Prompt A: In the farm passage, where was Marc for the week, and why?
Prompt B: Copy the farm passage from "The weekend was" to "Ilene was mine.".
Prompt C: Write what follows in the farm passage, picking up after its final sentence.

Quoted passage:
▼▼▼
My husband, Marc was in Arizona for a week at a disc golf tournament. I was looking forward to a peaceful week at the farm and getting a lot of work accomplished. After all, it is February in Michigan. It’s just not that enjoyable to be outside for long periods of time unless you are really bundled up!
The weekend was wonderful. I loved being in the barn doing chores, caring for our six Friesian horses, hanging out with our four large dogs, snuggling with all the cats and filling the wood burning furnace all weekend. I thoroughly enjoyed myself.
When Monday came, my week blew apart.
My beloved old Friesian mare had to be put down that morning. She would have been 30 year old in May. Those of us that have had horses know there is always a “special one.” Ilene was mine.
▲▲▲
Given data:
▼▼▼
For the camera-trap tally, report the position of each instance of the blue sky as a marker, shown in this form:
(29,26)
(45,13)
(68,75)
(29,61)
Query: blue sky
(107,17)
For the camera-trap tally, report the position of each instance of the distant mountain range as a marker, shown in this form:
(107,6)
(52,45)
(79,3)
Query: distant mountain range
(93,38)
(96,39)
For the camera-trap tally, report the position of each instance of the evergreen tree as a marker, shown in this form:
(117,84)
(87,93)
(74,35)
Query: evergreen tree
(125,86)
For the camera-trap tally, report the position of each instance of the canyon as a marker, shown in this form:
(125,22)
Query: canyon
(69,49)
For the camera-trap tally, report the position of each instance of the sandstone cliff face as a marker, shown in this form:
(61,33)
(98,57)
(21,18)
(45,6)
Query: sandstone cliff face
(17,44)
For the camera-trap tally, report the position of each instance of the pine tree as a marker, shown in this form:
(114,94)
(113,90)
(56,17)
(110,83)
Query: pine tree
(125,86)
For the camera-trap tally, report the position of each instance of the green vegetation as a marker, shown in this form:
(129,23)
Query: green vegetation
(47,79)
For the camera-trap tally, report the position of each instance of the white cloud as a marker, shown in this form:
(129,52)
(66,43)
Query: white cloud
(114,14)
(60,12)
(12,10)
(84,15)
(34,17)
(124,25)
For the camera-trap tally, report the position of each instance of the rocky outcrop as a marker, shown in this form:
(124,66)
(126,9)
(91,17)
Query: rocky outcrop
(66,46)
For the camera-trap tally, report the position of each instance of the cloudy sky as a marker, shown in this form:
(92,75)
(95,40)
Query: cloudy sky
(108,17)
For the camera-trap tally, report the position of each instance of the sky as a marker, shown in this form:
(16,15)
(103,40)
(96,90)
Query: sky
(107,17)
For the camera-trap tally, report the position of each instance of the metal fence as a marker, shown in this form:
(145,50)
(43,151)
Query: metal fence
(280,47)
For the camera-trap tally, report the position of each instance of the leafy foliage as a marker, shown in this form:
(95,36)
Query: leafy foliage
▲▲▲
Written response A: He was in Arizona at a disc golf tournament.

Written response B:
The weekend was wonderful. I loved being in the barn doing chores, caring for our six Friesian horses, hanging out with our four large dogs, snuggling with all the cats and filling the wood burning furnace all weekend. I thoroughly enjoyed myself.
When Monday came, my week blew apart.
My beloved old Friesian mare had to be put down that morning. She would have been 30 year old in May. Those of us that have had horses know there is always a “special one.” Ilene was mine.

Written response C:
On Tuesday, Lisa VanSweden, my artist and good friend, came to the farm to help me keep my mind off Ilene. She was going to spend the night, just hanging out, relaxing. Little did we know, we would be racing one of our beloved Maremma Sheepdogs into the pet emergency clinic with bloat late Tuesday night. We were there all night as Reagan went through emergency surgery to save his life. Marc was catching the first flight out in the morning to get home and Lisa helped keep me somewhat calm as the night wore on. I was an emotional wreck.
Running a farm is a lot of work and ours is no exception. Fortunately, we have someone who works at our farm and cares for all our critters. Tina is indispensable to Marc and me. Without someone like Tina, we could never do what we do. She helps us with all the chores associated with a farm. When we travel, she moves into the house and tends to everything in our absence. She loves and cares for our animals like they are her own.
Tina was the one who found Ilene down in her stall early on Monday. She called me immediately to come to the barn. For the last two years, we had known that Ilene had been running on borrowed time. We also knew that if she went down, she would never get up.
When Tina learned that Reagan was in emergency surgery Tuesday night, she stayed up the rest of the night. We texted updates and surgery reports back and forth until we knew the surgery was successful.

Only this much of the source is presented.